It’s been one year since Breonna Taylor was shot and killed in a barrage of bullets fired by police officers in her Louisville, Kentucky, home.
Despite months of raucous protests, a grand jury indictment and new legislation activists say, to this day, there still has been no justice.
Linda Sarsour, co-founder of the social justice organization Until Freedom, which planned rallies for Taylor in Louisville, said justice will come when the three officers involved in the botched raid are finally charged.
“What needs to be done is that the police officers who murdered her have to be held accountable,” Sarsour told ABC News. “If one Black woman doesn’t get justice in Louisville, Kentucky, after being murdered in the way that Breonna was, then I don’t know if we’ll ever get justice for any other Black woman in America.”
On the fateful morning of March 13, 2020, Taylor, a 26-year-old Black emergency medical technician, was asleep in her apartment with her boyfriend, Kenneth Walker, when three plainclothes officers — Myles Cosgrove, Brett Hankinson and Jonathan Mattingly — barged into her home on a no-knock warrant.

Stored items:
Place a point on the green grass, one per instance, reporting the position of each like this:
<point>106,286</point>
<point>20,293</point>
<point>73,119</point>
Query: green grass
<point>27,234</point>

What to work on: Can you reproduce, word for word, the passage of the Breonna Taylor article above that opens with "Linda Sarsour, co-founder" and closes with "are finally charged."?

Result of the exercise:
Linda Sarsour, co-founder of the social justice organization Until Freedom, which planned rallies for Taylor in Louisville, said justice will come when the three officers involved in the botched raid are finally charged.